(Dataset rows showing where objects appear)

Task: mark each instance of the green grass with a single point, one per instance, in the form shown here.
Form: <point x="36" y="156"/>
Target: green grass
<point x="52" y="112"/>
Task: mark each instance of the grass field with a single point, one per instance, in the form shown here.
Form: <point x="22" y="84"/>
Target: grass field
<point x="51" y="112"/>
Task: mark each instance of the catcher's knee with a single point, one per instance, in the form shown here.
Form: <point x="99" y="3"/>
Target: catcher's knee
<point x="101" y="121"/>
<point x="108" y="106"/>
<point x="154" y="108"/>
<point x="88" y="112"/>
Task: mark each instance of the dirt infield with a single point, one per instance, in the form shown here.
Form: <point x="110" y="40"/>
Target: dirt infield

▶ Your instructions:
Repeat every line of the data above word for word, with nothing changed or left out.

▶ Reply:
Task: mark each instance of the green grass with a single point, one per instance, in the form shown here.
Form: <point x="36" y="156"/>
Target: green grass
<point x="52" y="112"/>
Task: mark each instance of the grass field with a single point, one per instance, in the form shown here.
Form: <point x="22" y="84"/>
Target: grass field
<point x="51" y="112"/>
Task: mark each instance of the catcher's knee with a single point, one per instance, in the form shown here.
Form: <point x="99" y="3"/>
Target: catcher's knee
<point x="101" y="121"/>
<point x="108" y="106"/>
<point x="154" y="108"/>
<point x="88" y="112"/>
Task: mark each instance of the dirt infield with a single point, one per instance, in the form shown here.
Form: <point x="110" y="40"/>
Target: dirt infield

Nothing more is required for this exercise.